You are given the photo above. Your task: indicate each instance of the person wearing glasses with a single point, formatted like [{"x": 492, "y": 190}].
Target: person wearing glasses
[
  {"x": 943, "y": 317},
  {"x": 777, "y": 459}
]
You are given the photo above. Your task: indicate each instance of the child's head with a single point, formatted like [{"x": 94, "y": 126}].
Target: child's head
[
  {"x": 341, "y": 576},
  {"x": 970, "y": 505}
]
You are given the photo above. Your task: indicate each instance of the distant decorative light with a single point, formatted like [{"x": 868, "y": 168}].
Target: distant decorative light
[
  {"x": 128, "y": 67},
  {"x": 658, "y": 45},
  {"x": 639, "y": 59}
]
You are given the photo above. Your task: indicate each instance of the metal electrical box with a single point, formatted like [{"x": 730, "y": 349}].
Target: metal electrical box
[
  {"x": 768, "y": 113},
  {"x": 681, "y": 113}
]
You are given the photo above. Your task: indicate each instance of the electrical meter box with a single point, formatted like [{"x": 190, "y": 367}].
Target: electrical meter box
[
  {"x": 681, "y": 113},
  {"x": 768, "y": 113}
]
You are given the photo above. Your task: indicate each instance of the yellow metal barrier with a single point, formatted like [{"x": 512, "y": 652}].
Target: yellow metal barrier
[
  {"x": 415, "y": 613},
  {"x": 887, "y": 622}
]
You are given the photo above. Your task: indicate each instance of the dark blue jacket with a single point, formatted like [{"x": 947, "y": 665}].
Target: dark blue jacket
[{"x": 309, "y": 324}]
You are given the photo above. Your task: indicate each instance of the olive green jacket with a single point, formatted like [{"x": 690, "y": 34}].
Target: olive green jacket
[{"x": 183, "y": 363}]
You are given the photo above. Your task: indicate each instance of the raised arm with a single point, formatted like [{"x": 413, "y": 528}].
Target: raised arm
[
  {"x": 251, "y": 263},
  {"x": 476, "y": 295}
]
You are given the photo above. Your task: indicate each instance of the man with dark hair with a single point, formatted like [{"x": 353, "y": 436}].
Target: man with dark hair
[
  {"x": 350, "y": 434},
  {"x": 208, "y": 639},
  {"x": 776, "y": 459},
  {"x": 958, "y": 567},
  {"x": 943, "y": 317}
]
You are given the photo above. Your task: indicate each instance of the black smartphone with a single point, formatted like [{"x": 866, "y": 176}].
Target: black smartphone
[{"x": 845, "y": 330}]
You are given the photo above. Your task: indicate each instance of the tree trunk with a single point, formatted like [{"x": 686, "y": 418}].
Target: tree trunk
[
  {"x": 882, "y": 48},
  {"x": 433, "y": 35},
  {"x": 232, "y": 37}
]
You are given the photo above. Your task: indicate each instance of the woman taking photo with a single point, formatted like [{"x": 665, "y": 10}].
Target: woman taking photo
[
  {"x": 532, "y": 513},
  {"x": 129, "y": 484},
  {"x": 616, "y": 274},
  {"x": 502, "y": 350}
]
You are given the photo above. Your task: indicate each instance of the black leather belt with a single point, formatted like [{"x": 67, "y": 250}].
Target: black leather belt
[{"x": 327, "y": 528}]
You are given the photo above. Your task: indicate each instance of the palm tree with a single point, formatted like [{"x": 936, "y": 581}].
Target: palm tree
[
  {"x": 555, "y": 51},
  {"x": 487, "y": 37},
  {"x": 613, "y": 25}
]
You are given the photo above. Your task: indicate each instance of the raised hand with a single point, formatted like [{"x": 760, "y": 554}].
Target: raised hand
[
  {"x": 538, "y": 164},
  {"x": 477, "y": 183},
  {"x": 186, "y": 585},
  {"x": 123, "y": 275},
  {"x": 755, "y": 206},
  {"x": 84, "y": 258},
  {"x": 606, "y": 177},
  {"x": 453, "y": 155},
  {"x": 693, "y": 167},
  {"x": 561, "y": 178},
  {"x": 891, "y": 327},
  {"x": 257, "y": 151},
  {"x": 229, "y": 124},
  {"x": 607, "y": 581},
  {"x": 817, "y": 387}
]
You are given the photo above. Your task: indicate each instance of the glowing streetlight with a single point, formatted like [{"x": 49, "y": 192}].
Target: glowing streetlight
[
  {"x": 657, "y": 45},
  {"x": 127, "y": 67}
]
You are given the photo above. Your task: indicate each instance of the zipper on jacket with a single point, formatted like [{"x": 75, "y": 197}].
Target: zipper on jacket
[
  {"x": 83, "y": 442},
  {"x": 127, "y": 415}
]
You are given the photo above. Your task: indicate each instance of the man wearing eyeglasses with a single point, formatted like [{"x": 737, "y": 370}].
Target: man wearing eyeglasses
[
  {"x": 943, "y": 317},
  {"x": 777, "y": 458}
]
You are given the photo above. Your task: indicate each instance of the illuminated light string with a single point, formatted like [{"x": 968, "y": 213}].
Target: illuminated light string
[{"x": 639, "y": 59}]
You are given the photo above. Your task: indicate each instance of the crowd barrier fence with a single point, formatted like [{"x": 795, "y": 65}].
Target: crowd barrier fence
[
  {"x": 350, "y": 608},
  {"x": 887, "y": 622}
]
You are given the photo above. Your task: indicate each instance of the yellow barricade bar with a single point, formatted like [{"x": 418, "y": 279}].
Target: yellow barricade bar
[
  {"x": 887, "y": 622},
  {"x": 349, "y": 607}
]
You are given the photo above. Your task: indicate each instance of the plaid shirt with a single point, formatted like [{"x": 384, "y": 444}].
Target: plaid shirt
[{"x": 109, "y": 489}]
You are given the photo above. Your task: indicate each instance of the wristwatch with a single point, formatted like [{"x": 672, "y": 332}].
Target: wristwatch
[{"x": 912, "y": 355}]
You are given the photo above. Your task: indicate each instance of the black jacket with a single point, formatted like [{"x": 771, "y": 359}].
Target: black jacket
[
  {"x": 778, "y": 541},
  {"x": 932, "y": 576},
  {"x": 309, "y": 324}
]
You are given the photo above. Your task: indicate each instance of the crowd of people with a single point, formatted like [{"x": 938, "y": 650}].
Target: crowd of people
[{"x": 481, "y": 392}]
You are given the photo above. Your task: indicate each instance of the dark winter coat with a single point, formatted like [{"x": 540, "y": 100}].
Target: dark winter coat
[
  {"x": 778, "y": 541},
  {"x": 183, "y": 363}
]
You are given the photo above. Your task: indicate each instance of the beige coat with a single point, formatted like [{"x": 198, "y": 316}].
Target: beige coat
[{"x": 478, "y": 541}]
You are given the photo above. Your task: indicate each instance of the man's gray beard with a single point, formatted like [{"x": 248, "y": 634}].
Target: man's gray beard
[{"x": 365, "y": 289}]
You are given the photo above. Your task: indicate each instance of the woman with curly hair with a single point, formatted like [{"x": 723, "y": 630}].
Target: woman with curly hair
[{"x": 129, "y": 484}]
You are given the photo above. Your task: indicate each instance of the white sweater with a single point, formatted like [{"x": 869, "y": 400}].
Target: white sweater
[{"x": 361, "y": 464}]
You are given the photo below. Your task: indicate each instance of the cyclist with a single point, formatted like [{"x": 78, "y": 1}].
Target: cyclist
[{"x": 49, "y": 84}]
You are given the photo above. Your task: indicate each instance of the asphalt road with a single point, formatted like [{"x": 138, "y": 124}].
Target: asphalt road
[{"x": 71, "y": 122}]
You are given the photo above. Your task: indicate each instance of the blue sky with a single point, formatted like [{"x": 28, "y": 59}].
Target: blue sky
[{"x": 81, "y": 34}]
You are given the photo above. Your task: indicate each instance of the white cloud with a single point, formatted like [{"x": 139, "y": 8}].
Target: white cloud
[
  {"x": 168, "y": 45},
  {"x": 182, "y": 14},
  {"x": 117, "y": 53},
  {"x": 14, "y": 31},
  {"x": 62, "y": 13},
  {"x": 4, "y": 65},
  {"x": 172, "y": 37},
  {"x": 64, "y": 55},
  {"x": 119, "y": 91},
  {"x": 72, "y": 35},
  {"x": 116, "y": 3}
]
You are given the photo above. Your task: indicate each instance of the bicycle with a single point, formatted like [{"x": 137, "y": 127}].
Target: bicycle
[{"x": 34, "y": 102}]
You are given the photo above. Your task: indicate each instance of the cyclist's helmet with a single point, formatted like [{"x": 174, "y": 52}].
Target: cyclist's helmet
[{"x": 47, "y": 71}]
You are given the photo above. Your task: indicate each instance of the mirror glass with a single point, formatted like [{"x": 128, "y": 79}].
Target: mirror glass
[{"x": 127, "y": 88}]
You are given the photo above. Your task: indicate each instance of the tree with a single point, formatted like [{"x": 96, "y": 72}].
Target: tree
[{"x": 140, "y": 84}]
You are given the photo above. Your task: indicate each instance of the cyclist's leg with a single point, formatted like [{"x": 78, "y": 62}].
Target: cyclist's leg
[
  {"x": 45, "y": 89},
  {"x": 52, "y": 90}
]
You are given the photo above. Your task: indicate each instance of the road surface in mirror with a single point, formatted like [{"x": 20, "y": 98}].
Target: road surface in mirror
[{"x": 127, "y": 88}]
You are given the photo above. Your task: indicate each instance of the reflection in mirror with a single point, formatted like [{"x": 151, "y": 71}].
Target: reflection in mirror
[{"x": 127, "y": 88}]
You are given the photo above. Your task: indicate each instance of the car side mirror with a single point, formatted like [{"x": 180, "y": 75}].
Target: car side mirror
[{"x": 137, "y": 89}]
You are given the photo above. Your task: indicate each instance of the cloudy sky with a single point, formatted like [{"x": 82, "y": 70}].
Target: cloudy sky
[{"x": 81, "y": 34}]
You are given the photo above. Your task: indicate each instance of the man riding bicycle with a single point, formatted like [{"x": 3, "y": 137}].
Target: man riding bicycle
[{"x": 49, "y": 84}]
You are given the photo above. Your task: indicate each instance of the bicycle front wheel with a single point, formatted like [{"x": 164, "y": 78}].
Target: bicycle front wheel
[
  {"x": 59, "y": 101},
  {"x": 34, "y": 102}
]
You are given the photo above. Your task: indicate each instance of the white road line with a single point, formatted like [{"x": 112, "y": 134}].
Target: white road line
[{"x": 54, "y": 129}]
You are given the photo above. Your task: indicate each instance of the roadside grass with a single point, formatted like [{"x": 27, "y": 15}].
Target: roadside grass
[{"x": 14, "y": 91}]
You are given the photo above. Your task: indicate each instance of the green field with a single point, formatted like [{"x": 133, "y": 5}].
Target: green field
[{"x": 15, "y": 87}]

◆ Exercise goal ◆
Starting from the line with "the white road" and ending with the final line of the data, quote every line exactly, both ends included.

◆ Solution for this exercise ◆
You are given the photo above. Your task: indicate each instance of the white road line with a single point, formatted like [{"x": 112, "y": 134}].
Target: white road line
[{"x": 54, "y": 129}]
You are given the photo above. Your task: indicate each instance of the roadside grass with a single point, formatted like [{"x": 27, "y": 15}].
Target: roadside grass
[{"x": 14, "y": 91}]
You are given the photo above. Your task: indicate each instance of the green field with a single point, formatted like [{"x": 133, "y": 5}].
Target: green field
[{"x": 15, "y": 87}]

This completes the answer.